**To do**
From the first line to the last, copy the data exactly and drop the pictures.

**Task material**
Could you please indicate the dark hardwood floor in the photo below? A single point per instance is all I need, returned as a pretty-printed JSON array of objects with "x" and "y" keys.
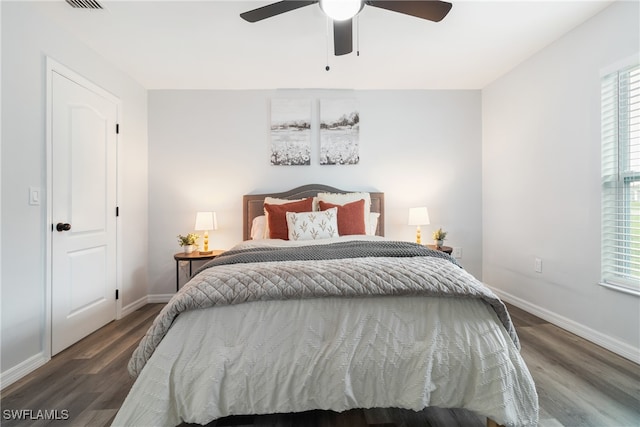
[{"x": 579, "y": 384}]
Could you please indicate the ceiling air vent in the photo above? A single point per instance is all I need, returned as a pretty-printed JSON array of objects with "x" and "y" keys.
[{"x": 85, "y": 4}]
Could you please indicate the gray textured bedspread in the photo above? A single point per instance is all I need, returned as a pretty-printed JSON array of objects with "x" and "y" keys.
[{"x": 347, "y": 269}]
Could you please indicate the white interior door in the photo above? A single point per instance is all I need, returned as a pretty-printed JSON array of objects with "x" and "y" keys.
[{"x": 83, "y": 209}]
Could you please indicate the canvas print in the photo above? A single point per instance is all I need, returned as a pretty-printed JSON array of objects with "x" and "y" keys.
[
  {"x": 339, "y": 132},
  {"x": 290, "y": 132}
]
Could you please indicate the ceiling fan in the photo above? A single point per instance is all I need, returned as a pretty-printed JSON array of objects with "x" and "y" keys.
[{"x": 343, "y": 11}]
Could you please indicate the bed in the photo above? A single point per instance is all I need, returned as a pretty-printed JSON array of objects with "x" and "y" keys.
[{"x": 334, "y": 322}]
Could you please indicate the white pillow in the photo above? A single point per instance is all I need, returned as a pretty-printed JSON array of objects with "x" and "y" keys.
[
  {"x": 344, "y": 198},
  {"x": 373, "y": 223},
  {"x": 313, "y": 225},
  {"x": 275, "y": 201},
  {"x": 257, "y": 227}
]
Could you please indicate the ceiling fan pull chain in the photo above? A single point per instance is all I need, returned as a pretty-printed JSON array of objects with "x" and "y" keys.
[
  {"x": 327, "y": 39},
  {"x": 357, "y": 35}
]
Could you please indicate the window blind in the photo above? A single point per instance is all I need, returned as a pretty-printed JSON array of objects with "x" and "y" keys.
[{"x": 621, "y": 179}]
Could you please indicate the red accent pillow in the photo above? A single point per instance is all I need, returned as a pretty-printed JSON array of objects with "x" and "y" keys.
[
  {"x": 350, "y": 217},
  {"x": 277, "y": 216}
]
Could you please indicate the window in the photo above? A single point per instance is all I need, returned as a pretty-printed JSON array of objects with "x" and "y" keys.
[{"x": 621, "y": 179}]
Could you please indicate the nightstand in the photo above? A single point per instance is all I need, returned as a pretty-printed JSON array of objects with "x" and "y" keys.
[
  {"x": 445, "y": 249},
  {"x": 193, "y": 256}
]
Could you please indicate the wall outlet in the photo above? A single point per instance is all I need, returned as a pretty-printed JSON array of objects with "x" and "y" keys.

**Result below**
Could you please indicate the dark hardwood floor in the photo below? A single point per instance is all I need, returned as a pretty-printed JSON array of objects with "x" and "y" keys.
[{"x": 579, "y": 384}]
Could you please indicate the ceiling air vent in the photo above? A single point per instance is all I need, returned as a pretty-printed JSON array of objects with "x" and "y" keys.
[{"x": 85, "y": 4}]
Could you please indicate the gray textured bedspread in the photo above? A single point per instance is all I need, returned as a pretty-printed JSON array of objects with "x" and "y" keys.
[{"x": 347, "y": 269}]
Could you please indicate the white interior door in the photo above? A single point per instance is all I need, returned as a pretty-printed JSON array of objects with "x" and "y" keys.
[{"x": 83, "y": 209}]
Could you please indicate the canvas print in the photo above? A single point per instance is all I need, returned as a pretty-printed JSON array of objects with "x" and "y" keys.
[
  {"x": 339, "y": 132},
  {"x": 290, "y": 132}
]
Could you please indicate the ceiling fan in the photo above? A single point per instance is all I need, returned as a pretty-printed JSON array of objects with "x" and "y" keys.
[{"x": 343, "y": 11}]
Could you please indicate the bed in the photo above? A single point per instance is all I need, returned as a pretty-printed JSON array of objects with "x" and "y" keys.
[{"x": 334, "y": 322}]
Could you please indicate the white pillow in the photo above? A single point per instance is all I need, returned as a pretty-printed JSON array of objects with "x" and "y" keys.
[
  {"x": 344, "y": 198},
  {"x": 373, "y": 223},
  {"x": 313, "y": 225},
  {"x": 275, "y": 201},
  {"x": 257, "y": 227}
]
Could you please indicate the ceiling fan pull chain in the photo above? A single point per instance is all I need, returned as a pretty-printed JSON array of objects with "x" and "y" keys.
[
  {"x": 327, "y": 39},
  {"x": 357, "y": 35}
]
Could you please indicate the window blind in the photo above? A single point per instance is all I need, returned as a pretty-printed JSON array of objects with "x" and "y" keys.
[{"x": 621, "y": 179}]
Could you please indicate the red accent pillow in the photo above? A single point per instance is all I need, returned as a pretty-printed JSON array of objects with "x" and "y" keys.
[
  {"x": 350, "y": 217},
  {"x": 277, "y": 216}
]
Could you please indicate the window in the photo above? A single point per instance is all I need, returned as a pretty-printed JSON array of objects with "x" and "y" keys.
[{"x": 621, "y": 179}]
Could you please indicate the nightstand in the photo above? A single point per instance is all I need, returned as a pretty-printed JSON array of objects with "x" and "y" keys.
[
  {"x": 445, "y": 249},
  {"x": 193, "y": 256}
]
Could you please indicate the wall outlet in the photo above? A single point per instance is all I need, returned as a pretty-printed JSON array of objects with "x" and "y" keys.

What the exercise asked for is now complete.